## PASSAGE SHOWN
■ ■ ■

    What you guys said is really what I wanted to draw out of all this. To "heed" or to "obey" the gospel is not to follow a law, but rather to "listen intently" or to heed the truth of the gospel. The gospel reveals God's righteousness, which is found in Christ Jesus by faith alone. As others have said here, the gospel is the death, burial and resurrection of Jesus. The gospel is God's work that He has done freely for us to receive. There's nothing we can add to it or take away from it, and so I believe that to obey or heed the gospel is to heed, accept, receive and appropriate this truth.

    About obedience, I will say that obedience is a part of our walk with God. I fully agree that our flesh hates obedience. :) But our flesh is not what we follow. As we become established in grace, and grow in more and more in our spiritual walk, obedience to our wise Father becomes an overflow of our life in Him. He is not a harsh master, but rather a loving Father who lives in us and guides us by His grace.

  4. Sometimes I laugh out loud just reading these posts and comments. How good it is to find people who understand grace! It's such an encouragement; my heart leaps for joy!

    One of the recent posts/comments said something about a grace salvation that somehow gets turned around to works based. Isn't that how most "baptist" churches are teaching "race" nowadays? I don't mean to pick on them, but that's where I was for a few years after leaving the legalistic background. I thought I'd found something wonderful, until...

    "Yes, we're saved by Grace alone. But, if you're not feeling called to drive the church bus, or teach Sunday school, or go out and visit the sick in the hospital, or witness door to door you'd better check your salvation!"


    Since when does God require us to be a part of weekly church organizations to show His love? Why can't I just be an ordinary person, indwelled by someone extraordinary working through me so that His love goes everywhere I do, whether it be changing my kid's diaper or talking to the clerk at the grocery store? In the "church" there is no room for people to just love people. You've got to do it through their little programs.

    Ok, maybe I just needed to rant. Sorry!

  5. Erica,

    No need to apologize... Your rant is fully understood and welcomed here. :) I've been put under those guilt trips plenty of times. Sometimes it's subtle and sometimes it's not so subtle!
■ ■ ■
## STORED DATA
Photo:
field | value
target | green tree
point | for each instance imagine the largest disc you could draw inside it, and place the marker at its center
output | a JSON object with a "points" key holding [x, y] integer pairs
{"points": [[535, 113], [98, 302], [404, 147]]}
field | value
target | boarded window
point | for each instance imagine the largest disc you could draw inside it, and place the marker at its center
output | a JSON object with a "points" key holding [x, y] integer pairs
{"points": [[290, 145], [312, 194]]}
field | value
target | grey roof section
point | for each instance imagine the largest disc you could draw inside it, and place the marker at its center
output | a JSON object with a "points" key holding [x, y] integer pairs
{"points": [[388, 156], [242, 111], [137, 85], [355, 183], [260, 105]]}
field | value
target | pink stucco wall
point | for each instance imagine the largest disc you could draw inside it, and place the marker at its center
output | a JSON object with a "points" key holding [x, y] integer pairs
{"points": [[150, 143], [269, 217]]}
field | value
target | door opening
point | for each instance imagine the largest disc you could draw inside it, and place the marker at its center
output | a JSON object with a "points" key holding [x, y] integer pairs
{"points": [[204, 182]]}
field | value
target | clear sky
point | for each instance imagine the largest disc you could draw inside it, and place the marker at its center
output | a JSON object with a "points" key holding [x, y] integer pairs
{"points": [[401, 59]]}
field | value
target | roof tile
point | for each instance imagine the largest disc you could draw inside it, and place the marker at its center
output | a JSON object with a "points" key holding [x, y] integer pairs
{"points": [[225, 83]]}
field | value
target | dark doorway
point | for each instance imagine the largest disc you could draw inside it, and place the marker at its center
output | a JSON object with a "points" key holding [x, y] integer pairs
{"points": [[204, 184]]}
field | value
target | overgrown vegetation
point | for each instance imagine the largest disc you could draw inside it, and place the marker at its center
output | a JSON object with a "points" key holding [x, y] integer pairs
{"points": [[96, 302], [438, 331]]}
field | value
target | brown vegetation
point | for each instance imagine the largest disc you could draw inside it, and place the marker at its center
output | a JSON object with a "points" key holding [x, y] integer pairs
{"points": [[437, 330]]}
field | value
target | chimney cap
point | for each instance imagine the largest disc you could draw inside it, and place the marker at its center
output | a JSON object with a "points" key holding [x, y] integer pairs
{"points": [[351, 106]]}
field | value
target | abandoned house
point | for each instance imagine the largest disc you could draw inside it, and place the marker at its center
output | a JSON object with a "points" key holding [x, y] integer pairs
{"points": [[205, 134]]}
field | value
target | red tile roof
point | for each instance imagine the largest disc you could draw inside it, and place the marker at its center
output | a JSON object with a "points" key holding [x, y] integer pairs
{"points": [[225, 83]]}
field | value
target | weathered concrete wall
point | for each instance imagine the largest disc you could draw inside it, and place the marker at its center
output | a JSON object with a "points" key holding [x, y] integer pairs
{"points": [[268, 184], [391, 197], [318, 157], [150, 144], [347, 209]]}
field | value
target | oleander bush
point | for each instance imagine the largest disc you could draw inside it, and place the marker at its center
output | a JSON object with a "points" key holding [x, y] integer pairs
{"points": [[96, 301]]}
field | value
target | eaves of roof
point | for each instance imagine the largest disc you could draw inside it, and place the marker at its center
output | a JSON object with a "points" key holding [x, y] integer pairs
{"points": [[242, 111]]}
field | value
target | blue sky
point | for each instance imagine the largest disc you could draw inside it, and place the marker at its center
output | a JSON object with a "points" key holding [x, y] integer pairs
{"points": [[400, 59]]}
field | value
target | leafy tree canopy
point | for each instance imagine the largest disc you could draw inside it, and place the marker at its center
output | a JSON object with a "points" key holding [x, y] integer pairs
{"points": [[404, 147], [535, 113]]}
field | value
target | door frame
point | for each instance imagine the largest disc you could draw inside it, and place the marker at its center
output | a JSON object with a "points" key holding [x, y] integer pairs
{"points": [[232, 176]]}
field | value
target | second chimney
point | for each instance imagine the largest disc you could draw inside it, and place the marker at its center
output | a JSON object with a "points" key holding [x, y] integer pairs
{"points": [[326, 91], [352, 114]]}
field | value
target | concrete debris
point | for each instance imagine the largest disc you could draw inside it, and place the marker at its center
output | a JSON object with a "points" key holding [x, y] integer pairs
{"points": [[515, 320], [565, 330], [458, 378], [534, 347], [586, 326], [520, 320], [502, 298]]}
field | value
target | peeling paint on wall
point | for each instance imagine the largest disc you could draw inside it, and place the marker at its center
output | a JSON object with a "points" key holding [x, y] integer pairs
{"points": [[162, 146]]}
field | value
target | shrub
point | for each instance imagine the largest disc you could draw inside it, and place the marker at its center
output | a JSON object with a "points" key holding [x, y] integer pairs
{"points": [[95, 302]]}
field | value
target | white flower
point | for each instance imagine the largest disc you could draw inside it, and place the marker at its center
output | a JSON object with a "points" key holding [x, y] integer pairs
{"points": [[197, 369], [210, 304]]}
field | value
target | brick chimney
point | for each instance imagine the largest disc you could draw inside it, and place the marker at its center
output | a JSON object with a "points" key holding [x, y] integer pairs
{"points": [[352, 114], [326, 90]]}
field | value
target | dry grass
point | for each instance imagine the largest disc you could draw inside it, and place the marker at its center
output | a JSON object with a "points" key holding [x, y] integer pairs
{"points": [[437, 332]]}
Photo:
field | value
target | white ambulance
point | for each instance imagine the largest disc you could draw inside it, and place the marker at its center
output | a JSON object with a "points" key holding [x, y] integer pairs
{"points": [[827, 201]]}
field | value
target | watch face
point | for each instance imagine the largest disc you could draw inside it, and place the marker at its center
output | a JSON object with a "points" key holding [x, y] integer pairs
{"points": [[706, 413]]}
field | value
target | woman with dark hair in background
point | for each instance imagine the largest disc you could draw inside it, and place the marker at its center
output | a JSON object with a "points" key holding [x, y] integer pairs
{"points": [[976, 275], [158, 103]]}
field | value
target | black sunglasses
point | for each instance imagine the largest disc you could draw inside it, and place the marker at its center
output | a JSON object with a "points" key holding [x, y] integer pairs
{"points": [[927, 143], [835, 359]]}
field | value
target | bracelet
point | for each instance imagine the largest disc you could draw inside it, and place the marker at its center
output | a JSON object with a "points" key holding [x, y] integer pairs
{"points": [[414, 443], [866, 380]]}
■ ■ ■
## TASK 1
In the discussion of grace, what do the commenters say the gospel is?
## TASK 2
Continue the discussion of grace after its last sentence.
The listing is separate material and has nothing to do with the discussion of grace.

## ANSWER SECTION 1
The gospel is the death, burial and resurrection of Jesus.

## ANSWER SECTION 2
    We, the body of Christ, are members of one another and need each other, but my oh my how we've added all kinds of legalistic attachments and requirements (such as 'church membership,' being involved in programs, etc). I've found that when I'm set free from all of those expectations, I genuinely walk as who I am in Christ, with no one needing to poke me along to get involved in various activities and programs. Some people don't understand why, if I talk about the power of God's grace so much, I don't get involved in many of the things that go on in church. Simply put, it's because I'm "busy" being who I am in Christ instead. :)

    I love the body of Christ. I love the people who haven't come to Christ yet.

    "Duty" used to lead me, through guilt, to do the things I thought I was supposed to do (simply because other people were doing it or telling me I had to do it). Now it's love and delight. I'm not "obligated." Rather, I'm motivated by love. And I'm free to sit back as well, and just enjoy life and not be busy all the time with 'church activity!'

  6. Erica,

    I attend a Baptist church, but God has blessed me by bringing to one where Grace is preached and taught. There are a few in the church that are somewhat legalistic, but those are a minority.

    I think that most Baptists are on board when it comes to salvation by grace alone, but tend to be legalistic when it comes to living the Christian life.

    The past few Sunday's a lady has been visiting our church who is from a very legalistic church and denomination (Church of Christ). She just couldn't get over how well she was treated by our church, even after she shared that she was divorced. "You mean you don't have a problem with me helping teach Sunday school?" Grace is beautiful thing.